*STUDY QUESTIONS*:
**a)** Rewrite the part of the article on civil construction training that begins with "construction worker on" and ends with "enough skilled staff.", substituting "trained staff" for "skilled staff".
**b)** Pick up the article on civil construction workforce training where it ends and keep writing.

A lack of training for new civil construction workers could create delays and cost over-runs for billions of dollars of roading and infrastructure projects.

construction worker on construction site

A report by the Civil Workforce Forum and Civil Contractors New Zealand said existing courses and on-job training were not meeting demand.

The report said some parts of the civil construction industry must increase their workforce by a third so it could cope with a big pipeline of infrastructure projects over the next few years.

One of the report's authors, John Bryant, said that could be a problem because the workforce was ageing and contracting companies were already struggling to find enough skilled staff.

"They're all saying they're short of skilled workers," he said.

Bryant said it took two to four years to train new staff and companies had relied heavily on foreign labour to fill their skill gaps.

"The problem is we haven't been training enough people to fill those roles."

Another of the authors, Fraser May, said the pressure on contracting companies was growing because councils and central government wanted them to do more work and faster.

"They want to get their work programmes filled and so they're asking contractors to basically up capacity to meet that, whether that's some of the major projects or whether its maintenance - water networks, roading networks, putting internet cables into the ground, everything like that - it all needs people and those people need skills to do the job."

May said the Ministry for Social Development and other agencies funded entry-level courses but they did not attract many people, and on-job training or apprenticeships were relatively new and small scale.

"It'd be much better if we had an entry point that people outside the industry could see. So if someone wanted to join the industry, say if you wanted to become an excavator operator or something along those lines, they could say 'oh right that's where I go' and be directed to go there.

"At the moment they can join a company and learn those skills. It would be great to prepare them a little more before they started doing that," he said.

The Construction and Infrastructure Workforce Development Council is a new entity that sets qualifications for the industry and was created by the government's overhaul of vocational education and training.

*DATA RECORDS*:
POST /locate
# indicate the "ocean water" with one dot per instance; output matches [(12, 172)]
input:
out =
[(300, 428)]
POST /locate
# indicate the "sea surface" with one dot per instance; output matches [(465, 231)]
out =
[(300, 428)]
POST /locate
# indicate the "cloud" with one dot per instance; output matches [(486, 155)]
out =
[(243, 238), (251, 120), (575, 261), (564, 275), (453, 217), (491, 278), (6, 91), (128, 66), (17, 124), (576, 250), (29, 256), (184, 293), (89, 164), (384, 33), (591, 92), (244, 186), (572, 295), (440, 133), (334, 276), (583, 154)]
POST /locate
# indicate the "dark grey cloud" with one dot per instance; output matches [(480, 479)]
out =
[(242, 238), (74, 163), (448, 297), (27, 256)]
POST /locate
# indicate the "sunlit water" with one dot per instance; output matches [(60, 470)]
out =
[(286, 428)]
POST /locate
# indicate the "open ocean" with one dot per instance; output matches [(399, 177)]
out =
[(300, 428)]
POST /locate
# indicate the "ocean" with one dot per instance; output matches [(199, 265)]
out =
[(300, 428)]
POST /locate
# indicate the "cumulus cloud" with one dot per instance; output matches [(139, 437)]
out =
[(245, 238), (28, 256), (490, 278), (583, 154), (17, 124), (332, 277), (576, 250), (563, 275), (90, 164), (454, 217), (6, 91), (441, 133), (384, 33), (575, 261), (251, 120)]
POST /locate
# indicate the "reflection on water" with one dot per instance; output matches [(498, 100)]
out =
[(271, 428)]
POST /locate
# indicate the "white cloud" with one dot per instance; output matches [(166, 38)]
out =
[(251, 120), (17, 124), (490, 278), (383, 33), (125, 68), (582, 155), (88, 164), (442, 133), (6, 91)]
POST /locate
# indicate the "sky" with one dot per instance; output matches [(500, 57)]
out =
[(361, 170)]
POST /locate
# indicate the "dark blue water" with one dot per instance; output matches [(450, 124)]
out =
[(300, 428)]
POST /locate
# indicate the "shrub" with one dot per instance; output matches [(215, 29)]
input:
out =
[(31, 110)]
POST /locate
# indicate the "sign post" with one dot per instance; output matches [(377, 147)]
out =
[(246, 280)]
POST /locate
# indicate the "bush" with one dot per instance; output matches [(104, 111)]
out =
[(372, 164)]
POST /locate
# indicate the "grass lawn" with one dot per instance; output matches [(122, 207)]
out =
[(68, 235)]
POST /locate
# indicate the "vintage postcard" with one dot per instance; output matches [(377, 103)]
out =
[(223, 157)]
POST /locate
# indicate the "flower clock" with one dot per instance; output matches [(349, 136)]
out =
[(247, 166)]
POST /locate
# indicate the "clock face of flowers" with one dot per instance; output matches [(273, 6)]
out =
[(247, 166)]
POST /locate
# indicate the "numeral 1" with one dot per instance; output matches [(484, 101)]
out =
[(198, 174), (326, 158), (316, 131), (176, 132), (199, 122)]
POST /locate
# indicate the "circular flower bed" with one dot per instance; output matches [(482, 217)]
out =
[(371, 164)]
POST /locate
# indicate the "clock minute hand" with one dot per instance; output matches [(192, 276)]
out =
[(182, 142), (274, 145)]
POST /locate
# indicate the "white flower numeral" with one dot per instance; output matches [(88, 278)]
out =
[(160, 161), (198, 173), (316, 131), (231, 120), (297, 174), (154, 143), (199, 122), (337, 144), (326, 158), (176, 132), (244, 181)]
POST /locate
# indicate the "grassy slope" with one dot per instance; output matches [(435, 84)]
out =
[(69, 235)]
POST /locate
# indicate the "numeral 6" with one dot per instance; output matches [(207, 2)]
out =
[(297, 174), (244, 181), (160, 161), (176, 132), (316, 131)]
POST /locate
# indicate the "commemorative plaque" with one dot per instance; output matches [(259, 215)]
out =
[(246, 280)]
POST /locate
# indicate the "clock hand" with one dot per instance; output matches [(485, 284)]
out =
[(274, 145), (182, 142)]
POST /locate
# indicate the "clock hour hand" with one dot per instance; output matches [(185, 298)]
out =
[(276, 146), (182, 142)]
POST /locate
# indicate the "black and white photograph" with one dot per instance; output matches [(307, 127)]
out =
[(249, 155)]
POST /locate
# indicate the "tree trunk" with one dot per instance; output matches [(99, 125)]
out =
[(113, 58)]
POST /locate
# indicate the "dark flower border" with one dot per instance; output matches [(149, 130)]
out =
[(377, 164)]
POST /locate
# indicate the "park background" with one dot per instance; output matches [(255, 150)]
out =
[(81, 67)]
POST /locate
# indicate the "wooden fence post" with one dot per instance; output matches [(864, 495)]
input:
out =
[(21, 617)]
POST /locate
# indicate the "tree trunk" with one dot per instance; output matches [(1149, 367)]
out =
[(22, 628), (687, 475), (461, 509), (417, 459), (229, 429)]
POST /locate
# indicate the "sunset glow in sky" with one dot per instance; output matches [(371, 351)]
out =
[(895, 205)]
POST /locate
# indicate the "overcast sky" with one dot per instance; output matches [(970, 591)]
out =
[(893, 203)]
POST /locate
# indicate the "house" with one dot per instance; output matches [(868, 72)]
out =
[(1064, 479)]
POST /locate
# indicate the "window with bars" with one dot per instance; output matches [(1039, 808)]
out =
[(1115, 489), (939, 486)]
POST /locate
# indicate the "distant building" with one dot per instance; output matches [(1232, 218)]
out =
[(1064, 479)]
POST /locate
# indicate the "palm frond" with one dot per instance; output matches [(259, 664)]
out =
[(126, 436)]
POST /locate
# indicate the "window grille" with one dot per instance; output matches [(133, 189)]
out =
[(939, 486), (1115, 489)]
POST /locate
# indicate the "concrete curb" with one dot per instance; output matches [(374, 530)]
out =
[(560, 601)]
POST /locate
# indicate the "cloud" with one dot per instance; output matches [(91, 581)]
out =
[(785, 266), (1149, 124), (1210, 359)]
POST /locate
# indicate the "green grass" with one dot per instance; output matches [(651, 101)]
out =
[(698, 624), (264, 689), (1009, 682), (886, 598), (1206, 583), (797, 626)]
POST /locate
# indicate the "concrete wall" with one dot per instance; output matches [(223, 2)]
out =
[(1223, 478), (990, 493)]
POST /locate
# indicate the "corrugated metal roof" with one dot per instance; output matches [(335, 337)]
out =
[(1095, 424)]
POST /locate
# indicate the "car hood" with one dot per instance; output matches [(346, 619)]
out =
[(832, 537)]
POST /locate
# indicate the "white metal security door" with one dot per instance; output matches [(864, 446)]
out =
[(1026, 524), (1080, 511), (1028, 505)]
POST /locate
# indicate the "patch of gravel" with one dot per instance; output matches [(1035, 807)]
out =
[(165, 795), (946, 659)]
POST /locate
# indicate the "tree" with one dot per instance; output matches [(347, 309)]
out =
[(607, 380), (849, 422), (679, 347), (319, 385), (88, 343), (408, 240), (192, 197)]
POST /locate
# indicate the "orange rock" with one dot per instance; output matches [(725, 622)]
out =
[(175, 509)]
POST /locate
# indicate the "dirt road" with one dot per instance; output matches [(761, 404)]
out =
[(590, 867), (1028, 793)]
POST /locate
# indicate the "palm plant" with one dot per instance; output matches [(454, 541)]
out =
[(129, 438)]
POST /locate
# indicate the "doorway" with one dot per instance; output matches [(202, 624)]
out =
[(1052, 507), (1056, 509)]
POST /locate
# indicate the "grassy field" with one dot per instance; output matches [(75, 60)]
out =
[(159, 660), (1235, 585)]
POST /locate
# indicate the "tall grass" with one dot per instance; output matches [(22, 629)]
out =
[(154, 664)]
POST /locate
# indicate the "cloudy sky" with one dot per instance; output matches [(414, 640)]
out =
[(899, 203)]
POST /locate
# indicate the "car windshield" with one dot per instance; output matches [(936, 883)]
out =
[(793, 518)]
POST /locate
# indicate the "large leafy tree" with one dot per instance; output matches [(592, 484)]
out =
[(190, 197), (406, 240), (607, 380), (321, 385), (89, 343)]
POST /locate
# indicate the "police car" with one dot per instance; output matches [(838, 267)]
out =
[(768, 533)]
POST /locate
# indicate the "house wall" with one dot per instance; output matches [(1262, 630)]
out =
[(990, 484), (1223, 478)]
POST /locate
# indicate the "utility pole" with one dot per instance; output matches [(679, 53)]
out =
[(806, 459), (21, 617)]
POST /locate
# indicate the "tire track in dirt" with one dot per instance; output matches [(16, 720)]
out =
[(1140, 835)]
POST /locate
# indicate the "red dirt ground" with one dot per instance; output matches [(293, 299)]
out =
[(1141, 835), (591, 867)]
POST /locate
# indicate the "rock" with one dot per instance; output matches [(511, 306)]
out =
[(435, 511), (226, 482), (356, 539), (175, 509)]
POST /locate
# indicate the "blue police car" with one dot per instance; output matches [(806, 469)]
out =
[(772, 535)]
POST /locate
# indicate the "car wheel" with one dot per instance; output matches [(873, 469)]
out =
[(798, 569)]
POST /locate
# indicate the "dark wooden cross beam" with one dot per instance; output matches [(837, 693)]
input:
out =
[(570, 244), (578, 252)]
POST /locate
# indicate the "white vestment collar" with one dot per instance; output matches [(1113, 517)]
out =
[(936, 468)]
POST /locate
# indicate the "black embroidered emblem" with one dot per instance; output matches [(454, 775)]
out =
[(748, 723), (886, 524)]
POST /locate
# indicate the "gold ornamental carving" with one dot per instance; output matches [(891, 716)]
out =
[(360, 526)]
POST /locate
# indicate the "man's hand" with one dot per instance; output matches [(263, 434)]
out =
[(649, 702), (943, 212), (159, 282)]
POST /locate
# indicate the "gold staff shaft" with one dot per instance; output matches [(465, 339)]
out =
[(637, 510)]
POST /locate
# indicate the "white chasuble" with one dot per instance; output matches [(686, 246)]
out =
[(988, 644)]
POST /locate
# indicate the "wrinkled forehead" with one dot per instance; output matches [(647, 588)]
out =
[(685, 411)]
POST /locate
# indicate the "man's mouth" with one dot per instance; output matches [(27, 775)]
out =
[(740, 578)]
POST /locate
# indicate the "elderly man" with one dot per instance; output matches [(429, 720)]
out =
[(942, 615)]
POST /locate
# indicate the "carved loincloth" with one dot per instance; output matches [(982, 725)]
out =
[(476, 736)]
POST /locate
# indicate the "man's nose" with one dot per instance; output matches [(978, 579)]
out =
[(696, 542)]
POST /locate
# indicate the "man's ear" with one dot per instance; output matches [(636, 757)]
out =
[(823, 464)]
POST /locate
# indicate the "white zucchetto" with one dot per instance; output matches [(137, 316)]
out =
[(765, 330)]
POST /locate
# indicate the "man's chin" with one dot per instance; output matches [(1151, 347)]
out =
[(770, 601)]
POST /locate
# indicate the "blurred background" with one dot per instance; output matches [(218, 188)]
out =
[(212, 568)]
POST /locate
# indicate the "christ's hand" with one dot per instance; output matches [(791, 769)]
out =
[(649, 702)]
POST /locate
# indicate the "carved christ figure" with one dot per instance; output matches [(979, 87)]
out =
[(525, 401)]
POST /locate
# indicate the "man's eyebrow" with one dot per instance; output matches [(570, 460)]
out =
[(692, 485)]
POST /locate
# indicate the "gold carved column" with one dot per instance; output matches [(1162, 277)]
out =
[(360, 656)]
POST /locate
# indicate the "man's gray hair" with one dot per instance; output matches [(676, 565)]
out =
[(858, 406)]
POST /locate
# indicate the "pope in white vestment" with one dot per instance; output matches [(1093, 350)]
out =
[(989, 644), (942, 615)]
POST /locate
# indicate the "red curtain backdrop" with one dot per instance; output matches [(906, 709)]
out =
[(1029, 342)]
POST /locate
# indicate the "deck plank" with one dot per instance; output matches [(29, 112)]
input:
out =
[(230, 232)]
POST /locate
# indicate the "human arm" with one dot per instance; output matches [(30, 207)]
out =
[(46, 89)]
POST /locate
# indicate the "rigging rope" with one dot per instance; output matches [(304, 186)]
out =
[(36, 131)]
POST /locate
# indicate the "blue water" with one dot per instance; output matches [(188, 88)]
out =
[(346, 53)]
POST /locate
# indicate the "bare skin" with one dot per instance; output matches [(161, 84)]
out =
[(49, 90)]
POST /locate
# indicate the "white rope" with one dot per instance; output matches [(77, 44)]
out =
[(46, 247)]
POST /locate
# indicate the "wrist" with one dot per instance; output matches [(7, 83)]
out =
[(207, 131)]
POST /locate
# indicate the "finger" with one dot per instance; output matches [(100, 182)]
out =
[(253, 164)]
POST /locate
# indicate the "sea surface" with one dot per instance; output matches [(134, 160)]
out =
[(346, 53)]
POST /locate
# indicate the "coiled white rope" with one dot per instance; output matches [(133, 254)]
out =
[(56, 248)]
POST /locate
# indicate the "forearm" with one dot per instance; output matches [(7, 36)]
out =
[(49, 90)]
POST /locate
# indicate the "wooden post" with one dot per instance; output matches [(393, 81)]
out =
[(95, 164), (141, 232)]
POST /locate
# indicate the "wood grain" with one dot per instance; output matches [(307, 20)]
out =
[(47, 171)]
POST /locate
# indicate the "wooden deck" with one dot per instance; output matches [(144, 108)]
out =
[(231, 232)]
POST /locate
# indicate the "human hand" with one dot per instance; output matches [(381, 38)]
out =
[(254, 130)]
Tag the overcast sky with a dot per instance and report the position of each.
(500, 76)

*ANSWERS FOR EACH ITEM*:
**a)**
construction worker on construction site

A report by the Civil Workforce Forum and Civil Contractors New Zealand said existing courses and on-job training were not meeting demand.

The report said some parts of the civil construction industry must increase their workforce by a third so it could cope with a big pipeline of infrastructure projects over the next few years.

One of the report's authors, John Bryant, said that could be a problem because the workforce was ageing and contracting companies were already struggling to find enough trained staff.

**b)**
Its chief executive Philip Aldridge said training more workers was critical for the estimated $270 billion pipeline of new construction and infrastructure work.

"The civil infrastructure sector is struggling for labour like a lot of other sectors. So that may or can result delayed works, things slowing down and the overall build programme not meeting expectations. So it's important we make sure there's a clear pipeline of workers coming through, there's clear pathways, and we meet all these big programmes that are coming up," he said.

He said not enough training was happening.

"There's not enough and it's often a bit ad hoc and individual companies are doing their own thing to some extent, which is great, but they can be expanded and made more systematic and be clear about how they lead on to a career," he said.

Connexis is the industry training organisation for civil construction and part of Te Pūkenga, the new national polytechnic and workplace training entity.

Its chief executive, Kaarin Gaukrodger, said part of the problem was that the sector didn't have a formal apprenticeship system until five years ago.

"Employers in the civil construction industry have lacked the formal trade training support that other industries have had from the tertiary education sector, which is part of the reason why they have had such a reluctance to take on new entrants and apprentices," she said.

"Due to the infancy of civil apprenticeships, the other structures around pre-trade and entry-to-apprenticeship programmes are lacking and a lot of the contracting companies don't have the internal systems to support the new entrants that might not be work ready," she said.

She said there was work under way to provide entry-level training through Te Pūkenga, and this year the ITO launched NCEA standards that gave school students an introduction to civil construction.

Gaukrodger said the ITO had more than 3500 trainees, nearly double the number before the pandemic, thanks to government programmes that subsidise employers to take on apprentices.